** Stated problem **
Reproduce exactly the lines from the line containing "Would you mind marking the purple velvet" through the end of the records below, including both ends, and nothing else.

** Extracted data **
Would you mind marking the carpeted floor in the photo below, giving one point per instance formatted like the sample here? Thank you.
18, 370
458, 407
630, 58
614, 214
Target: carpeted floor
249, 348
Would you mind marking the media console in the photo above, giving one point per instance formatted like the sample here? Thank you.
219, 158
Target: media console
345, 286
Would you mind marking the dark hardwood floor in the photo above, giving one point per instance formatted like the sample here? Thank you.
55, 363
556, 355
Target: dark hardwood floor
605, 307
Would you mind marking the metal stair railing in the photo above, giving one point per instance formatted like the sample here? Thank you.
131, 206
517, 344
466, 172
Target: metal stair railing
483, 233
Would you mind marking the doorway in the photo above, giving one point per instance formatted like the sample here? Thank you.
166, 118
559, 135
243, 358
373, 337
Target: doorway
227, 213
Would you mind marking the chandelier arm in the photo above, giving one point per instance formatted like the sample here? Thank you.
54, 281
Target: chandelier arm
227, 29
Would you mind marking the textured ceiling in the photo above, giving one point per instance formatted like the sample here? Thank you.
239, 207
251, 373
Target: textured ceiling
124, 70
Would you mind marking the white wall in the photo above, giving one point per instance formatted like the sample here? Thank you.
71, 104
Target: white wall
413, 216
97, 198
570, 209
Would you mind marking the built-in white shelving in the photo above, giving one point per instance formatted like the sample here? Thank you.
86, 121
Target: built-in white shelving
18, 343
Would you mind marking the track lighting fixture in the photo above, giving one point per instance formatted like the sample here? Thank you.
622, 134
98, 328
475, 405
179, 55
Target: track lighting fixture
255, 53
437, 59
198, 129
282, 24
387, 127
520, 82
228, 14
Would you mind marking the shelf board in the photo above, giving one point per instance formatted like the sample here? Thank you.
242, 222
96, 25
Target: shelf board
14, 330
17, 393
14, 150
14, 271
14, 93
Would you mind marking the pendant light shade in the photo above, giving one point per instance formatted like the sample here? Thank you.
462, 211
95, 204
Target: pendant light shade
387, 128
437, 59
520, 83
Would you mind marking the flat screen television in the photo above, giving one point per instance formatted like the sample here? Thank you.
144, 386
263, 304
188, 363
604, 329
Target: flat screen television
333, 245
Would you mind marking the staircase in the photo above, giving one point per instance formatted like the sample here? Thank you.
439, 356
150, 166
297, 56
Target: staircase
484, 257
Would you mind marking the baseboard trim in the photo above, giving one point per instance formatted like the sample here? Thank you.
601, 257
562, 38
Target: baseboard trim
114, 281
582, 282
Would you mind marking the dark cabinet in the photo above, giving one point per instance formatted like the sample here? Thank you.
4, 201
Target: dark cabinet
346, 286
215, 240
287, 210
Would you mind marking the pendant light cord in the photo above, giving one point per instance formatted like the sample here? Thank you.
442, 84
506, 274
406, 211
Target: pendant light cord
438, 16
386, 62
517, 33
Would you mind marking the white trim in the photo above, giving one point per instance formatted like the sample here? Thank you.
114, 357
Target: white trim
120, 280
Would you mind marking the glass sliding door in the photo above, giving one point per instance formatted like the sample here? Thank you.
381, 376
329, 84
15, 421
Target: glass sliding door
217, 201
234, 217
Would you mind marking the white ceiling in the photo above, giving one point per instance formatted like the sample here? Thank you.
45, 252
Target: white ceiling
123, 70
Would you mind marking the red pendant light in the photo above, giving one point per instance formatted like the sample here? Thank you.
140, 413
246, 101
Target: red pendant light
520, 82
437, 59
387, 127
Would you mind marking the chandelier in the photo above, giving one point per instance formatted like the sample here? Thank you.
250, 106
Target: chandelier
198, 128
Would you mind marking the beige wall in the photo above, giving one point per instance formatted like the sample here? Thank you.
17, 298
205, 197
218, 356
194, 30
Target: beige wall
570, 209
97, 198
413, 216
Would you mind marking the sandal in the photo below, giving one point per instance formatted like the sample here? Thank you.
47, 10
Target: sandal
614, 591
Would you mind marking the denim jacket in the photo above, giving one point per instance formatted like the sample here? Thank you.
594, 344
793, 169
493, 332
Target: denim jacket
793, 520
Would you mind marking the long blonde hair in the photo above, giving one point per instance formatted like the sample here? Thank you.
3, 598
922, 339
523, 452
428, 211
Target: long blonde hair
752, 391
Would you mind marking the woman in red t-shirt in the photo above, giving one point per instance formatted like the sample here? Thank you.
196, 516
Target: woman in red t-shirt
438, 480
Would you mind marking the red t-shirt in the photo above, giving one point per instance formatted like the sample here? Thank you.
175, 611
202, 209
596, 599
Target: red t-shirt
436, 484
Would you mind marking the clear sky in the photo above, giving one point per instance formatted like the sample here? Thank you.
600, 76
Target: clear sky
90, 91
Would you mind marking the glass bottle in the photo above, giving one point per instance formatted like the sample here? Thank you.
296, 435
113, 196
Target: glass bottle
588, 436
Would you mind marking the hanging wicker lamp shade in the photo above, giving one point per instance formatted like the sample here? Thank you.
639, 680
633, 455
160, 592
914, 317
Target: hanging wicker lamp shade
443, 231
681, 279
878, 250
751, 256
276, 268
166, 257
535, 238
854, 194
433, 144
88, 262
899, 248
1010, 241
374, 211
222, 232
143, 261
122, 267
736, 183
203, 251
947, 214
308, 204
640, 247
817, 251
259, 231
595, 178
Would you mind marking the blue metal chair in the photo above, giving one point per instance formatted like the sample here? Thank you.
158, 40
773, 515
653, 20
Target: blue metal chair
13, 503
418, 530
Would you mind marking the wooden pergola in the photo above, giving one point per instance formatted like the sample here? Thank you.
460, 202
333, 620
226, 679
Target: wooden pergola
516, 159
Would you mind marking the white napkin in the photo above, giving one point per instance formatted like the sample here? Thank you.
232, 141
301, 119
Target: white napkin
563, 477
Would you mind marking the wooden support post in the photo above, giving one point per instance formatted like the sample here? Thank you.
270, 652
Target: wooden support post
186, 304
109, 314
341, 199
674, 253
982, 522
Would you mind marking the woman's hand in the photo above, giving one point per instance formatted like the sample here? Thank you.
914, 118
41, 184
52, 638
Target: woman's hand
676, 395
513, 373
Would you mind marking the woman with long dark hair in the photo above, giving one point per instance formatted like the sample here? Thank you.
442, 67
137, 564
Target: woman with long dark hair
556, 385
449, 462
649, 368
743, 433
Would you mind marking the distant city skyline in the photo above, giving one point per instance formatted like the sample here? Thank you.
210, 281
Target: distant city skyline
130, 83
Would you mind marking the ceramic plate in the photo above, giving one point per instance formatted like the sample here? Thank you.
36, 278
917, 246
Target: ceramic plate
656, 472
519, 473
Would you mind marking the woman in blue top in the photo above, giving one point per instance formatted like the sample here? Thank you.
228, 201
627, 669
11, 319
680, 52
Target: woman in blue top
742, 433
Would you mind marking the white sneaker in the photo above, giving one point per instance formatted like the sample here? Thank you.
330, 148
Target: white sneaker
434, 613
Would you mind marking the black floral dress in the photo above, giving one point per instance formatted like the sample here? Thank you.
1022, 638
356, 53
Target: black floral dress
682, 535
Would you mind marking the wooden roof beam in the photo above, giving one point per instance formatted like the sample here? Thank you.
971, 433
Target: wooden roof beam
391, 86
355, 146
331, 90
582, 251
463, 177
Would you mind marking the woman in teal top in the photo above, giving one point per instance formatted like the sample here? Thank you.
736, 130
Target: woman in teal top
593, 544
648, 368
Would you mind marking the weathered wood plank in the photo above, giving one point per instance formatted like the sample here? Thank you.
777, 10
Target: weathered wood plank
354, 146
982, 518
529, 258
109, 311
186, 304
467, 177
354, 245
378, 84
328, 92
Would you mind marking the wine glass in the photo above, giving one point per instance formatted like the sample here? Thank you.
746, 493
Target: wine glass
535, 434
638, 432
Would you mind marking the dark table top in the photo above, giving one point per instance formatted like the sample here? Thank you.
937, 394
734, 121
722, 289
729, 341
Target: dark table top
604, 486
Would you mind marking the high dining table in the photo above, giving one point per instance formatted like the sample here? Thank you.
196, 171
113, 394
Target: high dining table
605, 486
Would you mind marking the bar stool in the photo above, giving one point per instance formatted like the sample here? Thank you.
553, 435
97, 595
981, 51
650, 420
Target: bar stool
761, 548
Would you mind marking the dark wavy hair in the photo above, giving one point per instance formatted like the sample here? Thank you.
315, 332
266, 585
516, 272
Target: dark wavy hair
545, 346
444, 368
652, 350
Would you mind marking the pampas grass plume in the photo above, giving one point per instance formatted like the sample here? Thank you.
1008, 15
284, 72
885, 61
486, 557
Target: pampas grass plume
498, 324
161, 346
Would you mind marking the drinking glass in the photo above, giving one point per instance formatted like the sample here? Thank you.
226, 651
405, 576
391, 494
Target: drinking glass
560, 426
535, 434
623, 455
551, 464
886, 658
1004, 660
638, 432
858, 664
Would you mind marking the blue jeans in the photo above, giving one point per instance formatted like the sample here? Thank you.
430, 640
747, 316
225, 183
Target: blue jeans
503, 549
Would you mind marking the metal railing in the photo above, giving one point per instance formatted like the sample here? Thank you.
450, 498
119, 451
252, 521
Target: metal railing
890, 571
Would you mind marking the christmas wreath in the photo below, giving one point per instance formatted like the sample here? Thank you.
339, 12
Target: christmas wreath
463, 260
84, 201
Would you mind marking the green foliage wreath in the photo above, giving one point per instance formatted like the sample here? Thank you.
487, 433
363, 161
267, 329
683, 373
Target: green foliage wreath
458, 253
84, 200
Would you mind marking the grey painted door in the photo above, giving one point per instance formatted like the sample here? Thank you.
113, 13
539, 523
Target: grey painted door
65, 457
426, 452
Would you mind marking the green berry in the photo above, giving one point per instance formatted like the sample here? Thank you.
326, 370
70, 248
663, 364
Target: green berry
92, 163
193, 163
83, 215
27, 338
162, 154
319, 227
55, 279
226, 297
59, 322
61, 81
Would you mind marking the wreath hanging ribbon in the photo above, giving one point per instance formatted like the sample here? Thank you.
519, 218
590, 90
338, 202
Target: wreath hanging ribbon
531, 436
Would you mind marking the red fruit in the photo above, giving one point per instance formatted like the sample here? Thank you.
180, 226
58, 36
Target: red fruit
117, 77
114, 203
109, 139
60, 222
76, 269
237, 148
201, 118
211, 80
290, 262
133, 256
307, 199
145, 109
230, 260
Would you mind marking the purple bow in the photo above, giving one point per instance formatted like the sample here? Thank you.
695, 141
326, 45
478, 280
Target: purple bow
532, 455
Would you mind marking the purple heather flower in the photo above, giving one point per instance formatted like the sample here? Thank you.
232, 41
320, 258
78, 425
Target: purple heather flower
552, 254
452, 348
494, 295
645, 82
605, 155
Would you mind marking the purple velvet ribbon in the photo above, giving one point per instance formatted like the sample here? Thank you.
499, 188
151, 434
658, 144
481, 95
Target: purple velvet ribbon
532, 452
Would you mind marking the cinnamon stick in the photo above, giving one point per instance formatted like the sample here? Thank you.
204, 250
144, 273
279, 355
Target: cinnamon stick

** Task response **
Would you mind marking the purple velvet ribbon in the photo above, giving one point per instance formatted like the sample here? Thank you.
499, 188
151, 434
658, 144
481, 95
Target: purple velvet ribbon
532, 452
Would you mind marking the cinnamon stick in the photo above, giving one point per instance formatted like the sample here? Thank you.
204, 250
144, 273
279, 355
Target: cinnamon stick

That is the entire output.